(AUFGABE A) Gib den Übungstext von „Der ex-CEO von“ bis „als arbeitnehmerfreundlich gilt.“ wortgetreu wieder.
(AUFGABE B) Wie viele Krankheitstage pro Jahr nennt der Übungstext als Durchschnitt laut Techniker Krankenkasse?

Der ex-CEO von Trigema, Wolfgang Grupp, sorgt mit seinen kontroversen Ansichten zur Arbeitsmoral und Krankmeldung in Deutschland für Diskussionen. Auf seinem Podcast „Mal Grupp gesagt“ äußerte er sich über die hohe Zahl an Krankmeldungen und forderte grundlegende Änderungen im System der Lohnfortzahlung. Er sieht die derzeitige Regelung, nach der Arbeitnehmer ab dem ersten Krankheitstag eine 100-prozentige Lohnfortzahlung erhalten, als ein Hauptproblem an. Grupp argumentiert, dass diese Regelung Anreize schafft, sich auch bei geringfügigen Beschwerden als krank zu melden. Die Diskussion um die Arbeitsmoral wird intensiver, besonders in einem Land, das traditionell als arbeitnehmerfreundlich gilt.
Bei Trigema ist die Regelung zur Krankmeldung strenger als in vielen anderen Unternehmen; Mitarbeiter müssen bereits am ersten Tag eine Krankmeldung von einem Arzt vorlegen. Dies ist nicht allgemein üblich, könnte jedoch zur Senkung des Krankenstands beigetragen haben. Der Krankenstand bei Trigema ist mit etwa 10 bis 11 Krankheitstagen pro Jahr im Vergleich zu den durchschnittlichen 17,7 Tagen laut Techniker Krankenkasse bemerkenswert niedrig. Grupp stellt einen Zusammenhang zwischen der Wertschätzung von Mitarbeitern und deren Fehlzeiten fest und glaubt, dass persönliche Arztbesuche eher zur Klärung des Gesundheitszustands beitragen als telefonische Krankschreibungen.

(Datensätze)
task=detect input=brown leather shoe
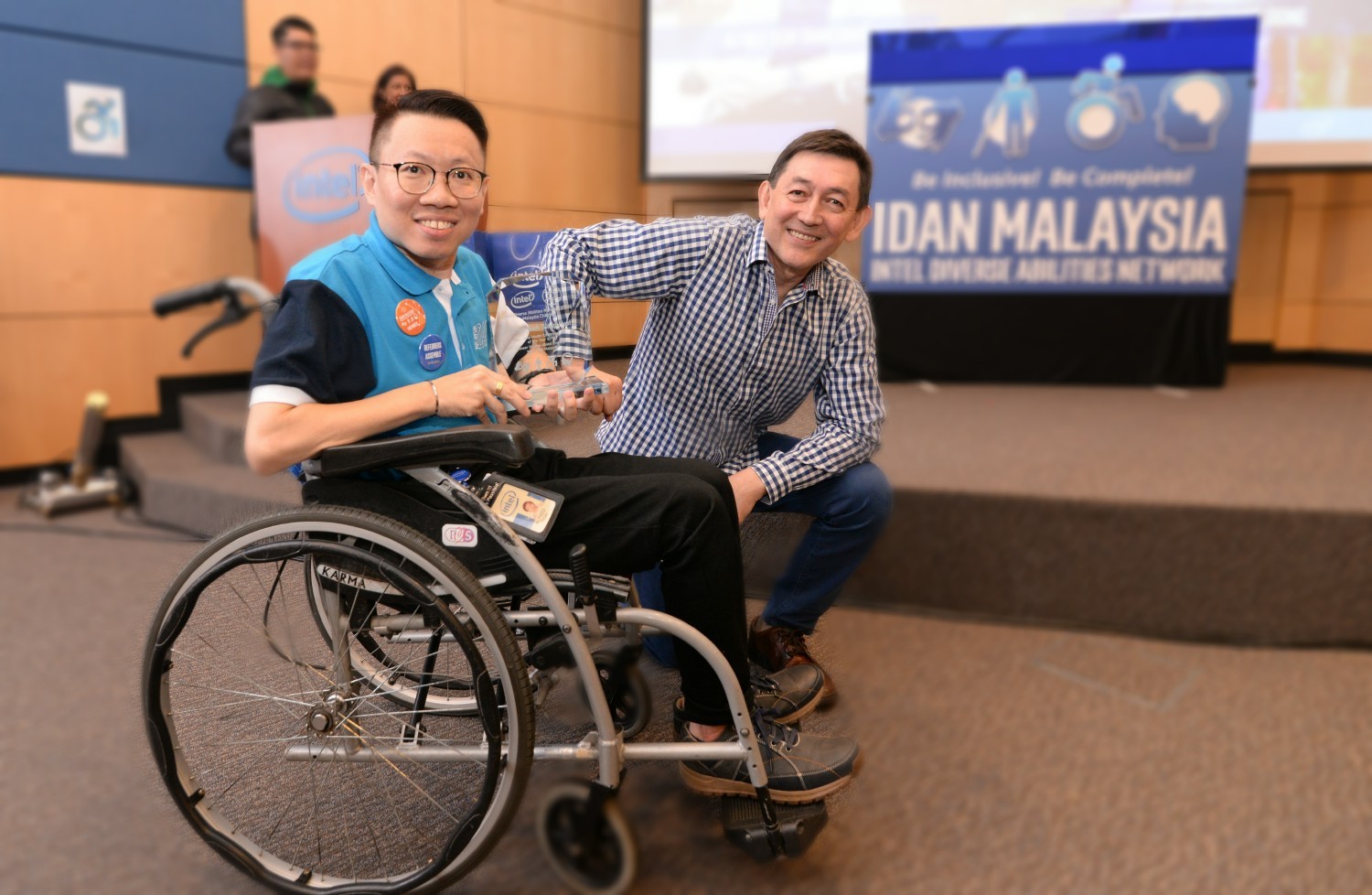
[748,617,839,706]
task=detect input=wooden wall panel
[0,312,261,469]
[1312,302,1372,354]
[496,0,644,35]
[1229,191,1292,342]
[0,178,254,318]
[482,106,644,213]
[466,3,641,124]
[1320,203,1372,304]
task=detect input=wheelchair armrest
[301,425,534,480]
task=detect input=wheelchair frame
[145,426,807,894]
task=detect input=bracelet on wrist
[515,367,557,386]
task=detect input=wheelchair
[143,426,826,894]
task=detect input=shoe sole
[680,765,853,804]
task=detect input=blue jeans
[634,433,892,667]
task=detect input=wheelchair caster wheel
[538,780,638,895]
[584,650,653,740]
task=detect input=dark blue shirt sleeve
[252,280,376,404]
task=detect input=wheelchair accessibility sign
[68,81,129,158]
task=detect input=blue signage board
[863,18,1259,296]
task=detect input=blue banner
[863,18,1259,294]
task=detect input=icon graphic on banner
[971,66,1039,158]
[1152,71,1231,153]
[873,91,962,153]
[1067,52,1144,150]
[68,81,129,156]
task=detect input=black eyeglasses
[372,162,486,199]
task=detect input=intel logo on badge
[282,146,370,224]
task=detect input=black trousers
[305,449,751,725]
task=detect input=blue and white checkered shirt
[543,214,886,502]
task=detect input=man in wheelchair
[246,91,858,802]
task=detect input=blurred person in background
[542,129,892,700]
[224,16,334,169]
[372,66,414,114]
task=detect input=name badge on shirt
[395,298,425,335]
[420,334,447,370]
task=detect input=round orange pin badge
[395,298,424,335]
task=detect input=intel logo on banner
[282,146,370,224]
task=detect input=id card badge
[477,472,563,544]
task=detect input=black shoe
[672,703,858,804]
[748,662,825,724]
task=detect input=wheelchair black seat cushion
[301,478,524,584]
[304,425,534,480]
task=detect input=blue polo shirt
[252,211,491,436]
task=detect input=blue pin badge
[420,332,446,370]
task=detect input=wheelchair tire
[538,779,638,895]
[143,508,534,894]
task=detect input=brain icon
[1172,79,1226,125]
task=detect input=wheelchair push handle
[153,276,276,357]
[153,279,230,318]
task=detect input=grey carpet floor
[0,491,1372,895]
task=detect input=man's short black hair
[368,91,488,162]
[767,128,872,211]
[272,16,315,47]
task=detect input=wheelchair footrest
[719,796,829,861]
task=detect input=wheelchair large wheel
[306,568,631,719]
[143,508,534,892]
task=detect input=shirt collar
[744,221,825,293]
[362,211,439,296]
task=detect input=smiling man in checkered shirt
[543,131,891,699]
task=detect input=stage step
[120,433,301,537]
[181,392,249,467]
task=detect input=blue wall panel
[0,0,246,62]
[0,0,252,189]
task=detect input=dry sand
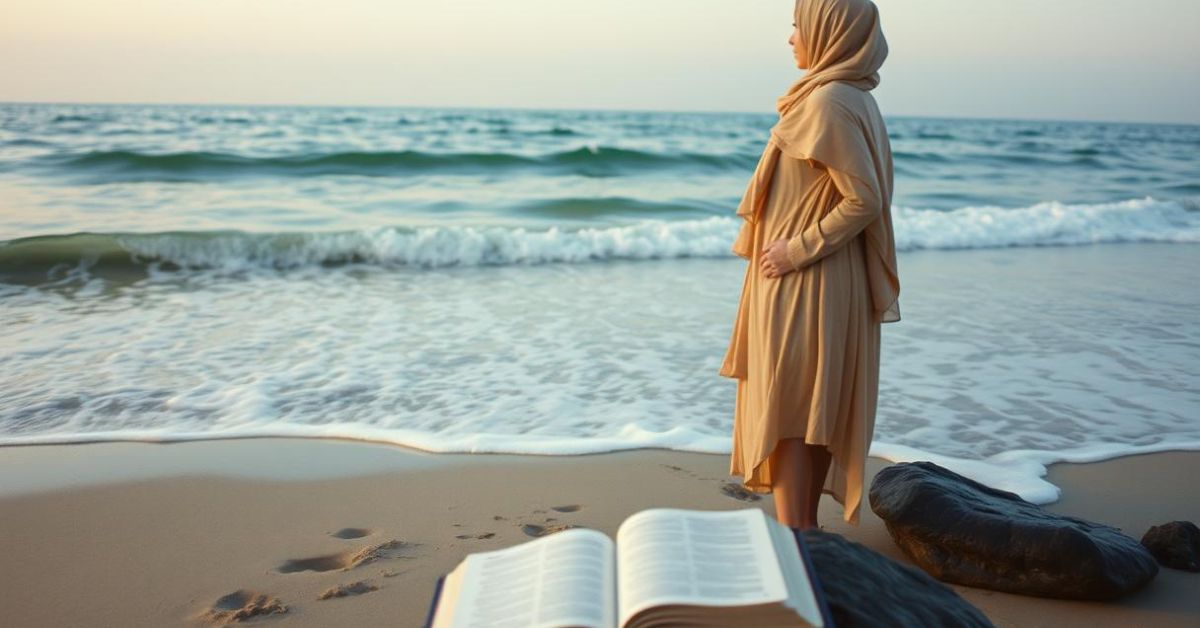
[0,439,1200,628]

(ANTWORT A)
Der ex-CEO von Trigema, Wolfgang Grupp, sorgt mit seinen kontroversen Ansichten zur Arbeitsmoral und Krankmeldung in Deutschland für Diskussionen. Auf seinem Podcast „Mal Grupp gesagt“ äußerte er sich über die hohe Zahl an Krankmeldungen und forderte grundlegende Änderungen im System der Lohnfortzahlung. Er sieht die derzeitige Regelung, nach der Arbeitnehmer ab dem ersten Krankheitstag eine 100-prozentige Lohnfortzahlung erhalten, als ein Hauptproblem an. Grupp argumentiert, dass diese Regelung Anreize schafft, sich auch bei geringfügigen Beschwerden als krank zu melden. Die Diskussion um die Arbeitsmoral wird intensiver, besonders in einem Land, das traditionell als arbeitnehmerfreundlich gilt.

(ANTWORT B) Der Durchschnitt liegt bei 17,7 Krankheitstagen pro Jahr.